─── Stored records

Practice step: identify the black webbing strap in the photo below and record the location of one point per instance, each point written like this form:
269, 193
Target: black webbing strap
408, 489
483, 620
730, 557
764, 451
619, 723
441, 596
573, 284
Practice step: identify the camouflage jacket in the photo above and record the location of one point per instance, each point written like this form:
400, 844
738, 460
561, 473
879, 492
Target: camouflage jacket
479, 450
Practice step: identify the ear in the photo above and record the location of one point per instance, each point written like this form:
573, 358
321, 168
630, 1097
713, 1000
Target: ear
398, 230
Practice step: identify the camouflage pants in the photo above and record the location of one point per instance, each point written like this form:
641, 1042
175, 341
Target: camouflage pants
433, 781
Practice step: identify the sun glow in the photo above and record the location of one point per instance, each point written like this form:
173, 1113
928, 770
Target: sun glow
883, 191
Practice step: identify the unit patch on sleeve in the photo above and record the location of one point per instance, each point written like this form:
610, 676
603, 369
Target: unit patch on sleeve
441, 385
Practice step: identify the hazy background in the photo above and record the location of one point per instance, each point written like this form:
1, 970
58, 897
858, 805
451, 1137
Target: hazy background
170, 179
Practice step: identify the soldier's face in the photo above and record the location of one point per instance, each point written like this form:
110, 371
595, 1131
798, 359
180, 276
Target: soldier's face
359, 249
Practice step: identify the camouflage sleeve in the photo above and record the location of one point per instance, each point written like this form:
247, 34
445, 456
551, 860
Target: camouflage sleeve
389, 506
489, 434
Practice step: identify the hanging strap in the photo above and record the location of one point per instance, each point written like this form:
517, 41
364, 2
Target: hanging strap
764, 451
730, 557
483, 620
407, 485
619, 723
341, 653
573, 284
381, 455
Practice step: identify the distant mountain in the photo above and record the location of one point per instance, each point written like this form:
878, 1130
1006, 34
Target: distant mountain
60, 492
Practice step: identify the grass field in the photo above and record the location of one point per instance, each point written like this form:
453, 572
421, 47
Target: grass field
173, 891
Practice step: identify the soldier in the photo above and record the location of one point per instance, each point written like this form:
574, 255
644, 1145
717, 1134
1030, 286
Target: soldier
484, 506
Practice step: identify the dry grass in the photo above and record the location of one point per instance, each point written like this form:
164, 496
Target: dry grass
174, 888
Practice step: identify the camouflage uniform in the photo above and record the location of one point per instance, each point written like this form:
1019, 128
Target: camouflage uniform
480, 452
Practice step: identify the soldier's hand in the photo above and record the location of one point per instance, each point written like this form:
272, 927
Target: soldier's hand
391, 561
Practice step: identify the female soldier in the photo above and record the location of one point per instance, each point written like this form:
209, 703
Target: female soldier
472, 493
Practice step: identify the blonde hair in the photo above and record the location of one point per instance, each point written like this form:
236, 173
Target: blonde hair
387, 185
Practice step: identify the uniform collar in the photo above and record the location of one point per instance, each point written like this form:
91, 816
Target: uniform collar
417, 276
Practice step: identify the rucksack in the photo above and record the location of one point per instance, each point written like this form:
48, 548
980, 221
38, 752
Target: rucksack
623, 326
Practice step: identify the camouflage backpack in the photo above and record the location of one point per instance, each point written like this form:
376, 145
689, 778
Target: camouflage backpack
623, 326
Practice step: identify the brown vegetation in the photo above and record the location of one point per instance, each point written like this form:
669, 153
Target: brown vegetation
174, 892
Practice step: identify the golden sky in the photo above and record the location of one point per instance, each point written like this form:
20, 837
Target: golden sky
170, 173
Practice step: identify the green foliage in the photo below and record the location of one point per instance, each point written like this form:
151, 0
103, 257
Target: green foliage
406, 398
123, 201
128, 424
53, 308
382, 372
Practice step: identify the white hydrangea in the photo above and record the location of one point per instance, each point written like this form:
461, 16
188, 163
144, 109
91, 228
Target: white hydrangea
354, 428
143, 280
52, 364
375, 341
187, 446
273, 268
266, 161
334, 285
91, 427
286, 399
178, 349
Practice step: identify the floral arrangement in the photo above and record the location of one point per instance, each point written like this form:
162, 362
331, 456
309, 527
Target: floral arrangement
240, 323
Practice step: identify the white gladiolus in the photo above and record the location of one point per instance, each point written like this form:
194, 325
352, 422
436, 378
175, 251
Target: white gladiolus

──────
─── Stored records

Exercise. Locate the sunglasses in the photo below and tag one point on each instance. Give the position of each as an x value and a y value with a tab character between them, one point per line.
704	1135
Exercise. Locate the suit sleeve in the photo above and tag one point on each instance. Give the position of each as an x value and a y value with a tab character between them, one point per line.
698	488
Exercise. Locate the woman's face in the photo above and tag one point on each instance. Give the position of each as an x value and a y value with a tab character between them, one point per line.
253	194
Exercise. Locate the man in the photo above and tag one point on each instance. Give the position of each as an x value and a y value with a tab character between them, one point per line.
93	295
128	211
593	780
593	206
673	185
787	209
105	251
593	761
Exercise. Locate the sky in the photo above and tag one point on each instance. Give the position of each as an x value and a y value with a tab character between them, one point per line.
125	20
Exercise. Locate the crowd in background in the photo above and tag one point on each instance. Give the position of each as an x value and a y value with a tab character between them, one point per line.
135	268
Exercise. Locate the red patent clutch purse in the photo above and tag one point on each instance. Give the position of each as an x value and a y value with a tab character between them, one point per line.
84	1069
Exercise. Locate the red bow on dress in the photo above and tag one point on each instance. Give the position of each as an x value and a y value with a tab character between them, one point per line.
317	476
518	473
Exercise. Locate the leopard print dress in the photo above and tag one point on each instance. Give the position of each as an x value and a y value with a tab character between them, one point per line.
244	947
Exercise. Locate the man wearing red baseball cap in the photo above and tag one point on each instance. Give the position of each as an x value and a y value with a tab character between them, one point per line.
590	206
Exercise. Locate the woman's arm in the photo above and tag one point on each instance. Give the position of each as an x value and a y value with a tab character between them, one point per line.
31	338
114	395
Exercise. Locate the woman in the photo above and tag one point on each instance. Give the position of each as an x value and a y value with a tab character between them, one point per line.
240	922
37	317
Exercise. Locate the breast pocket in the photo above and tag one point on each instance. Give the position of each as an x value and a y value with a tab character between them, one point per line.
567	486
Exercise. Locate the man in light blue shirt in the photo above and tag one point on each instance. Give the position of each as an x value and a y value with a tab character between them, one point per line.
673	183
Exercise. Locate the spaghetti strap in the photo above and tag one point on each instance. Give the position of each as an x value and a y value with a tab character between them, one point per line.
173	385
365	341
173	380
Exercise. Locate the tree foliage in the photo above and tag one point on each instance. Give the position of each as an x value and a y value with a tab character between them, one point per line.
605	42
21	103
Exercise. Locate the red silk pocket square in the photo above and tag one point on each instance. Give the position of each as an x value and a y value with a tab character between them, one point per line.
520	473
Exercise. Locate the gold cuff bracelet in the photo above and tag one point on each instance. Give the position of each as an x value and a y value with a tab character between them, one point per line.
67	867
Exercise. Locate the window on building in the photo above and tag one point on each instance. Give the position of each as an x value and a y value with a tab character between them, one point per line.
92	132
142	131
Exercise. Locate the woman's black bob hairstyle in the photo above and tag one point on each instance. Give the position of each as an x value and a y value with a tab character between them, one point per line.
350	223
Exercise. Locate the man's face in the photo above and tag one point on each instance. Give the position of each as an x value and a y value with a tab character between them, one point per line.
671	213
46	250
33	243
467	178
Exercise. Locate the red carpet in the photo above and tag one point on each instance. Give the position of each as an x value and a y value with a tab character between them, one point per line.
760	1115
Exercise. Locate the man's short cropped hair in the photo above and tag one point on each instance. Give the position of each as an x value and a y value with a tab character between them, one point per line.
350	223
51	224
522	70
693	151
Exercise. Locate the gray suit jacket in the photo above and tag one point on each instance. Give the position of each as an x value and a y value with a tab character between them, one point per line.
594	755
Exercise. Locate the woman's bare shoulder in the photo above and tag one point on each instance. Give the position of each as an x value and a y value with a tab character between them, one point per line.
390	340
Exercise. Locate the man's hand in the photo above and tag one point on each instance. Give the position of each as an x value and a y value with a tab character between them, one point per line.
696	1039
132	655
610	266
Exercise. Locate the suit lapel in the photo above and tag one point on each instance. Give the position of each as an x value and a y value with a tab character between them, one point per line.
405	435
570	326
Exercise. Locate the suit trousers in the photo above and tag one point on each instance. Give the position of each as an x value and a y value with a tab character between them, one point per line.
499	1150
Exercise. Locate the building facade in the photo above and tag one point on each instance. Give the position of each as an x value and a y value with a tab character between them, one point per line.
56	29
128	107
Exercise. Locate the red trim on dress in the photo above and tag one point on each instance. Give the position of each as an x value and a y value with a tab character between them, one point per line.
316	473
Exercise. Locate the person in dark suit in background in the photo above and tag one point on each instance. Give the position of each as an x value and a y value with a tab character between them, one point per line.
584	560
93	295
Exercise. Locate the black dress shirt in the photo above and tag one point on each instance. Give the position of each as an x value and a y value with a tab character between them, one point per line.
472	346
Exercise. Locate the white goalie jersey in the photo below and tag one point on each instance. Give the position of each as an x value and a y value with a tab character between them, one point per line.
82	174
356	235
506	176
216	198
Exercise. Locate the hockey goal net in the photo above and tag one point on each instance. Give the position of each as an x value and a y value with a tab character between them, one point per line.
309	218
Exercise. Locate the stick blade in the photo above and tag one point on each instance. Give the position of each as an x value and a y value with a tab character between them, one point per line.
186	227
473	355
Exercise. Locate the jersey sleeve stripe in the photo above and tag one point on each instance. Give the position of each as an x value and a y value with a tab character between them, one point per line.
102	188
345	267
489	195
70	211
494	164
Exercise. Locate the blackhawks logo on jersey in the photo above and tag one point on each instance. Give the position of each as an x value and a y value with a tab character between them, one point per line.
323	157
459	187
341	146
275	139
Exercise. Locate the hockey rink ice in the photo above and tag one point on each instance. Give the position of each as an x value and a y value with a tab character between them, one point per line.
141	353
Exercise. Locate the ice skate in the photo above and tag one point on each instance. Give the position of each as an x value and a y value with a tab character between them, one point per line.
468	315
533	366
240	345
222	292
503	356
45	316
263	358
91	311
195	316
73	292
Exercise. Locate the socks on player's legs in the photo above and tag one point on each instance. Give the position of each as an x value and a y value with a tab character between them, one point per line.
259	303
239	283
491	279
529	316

──────

» Work to do: Extract every line of the records above that contains the string "shirt".

» Reply to the task:
Exercise. Locate the man in light blue shirt in the photo above and tag one point on each instance. Give the position of each as an x value and a y value with a tab character between them, one point per line.
Exercise. Locate the black dress shirt in the photo above and tag one point on each instance. Give the position of each as an x value and a y value with a tab character between them, one point per line.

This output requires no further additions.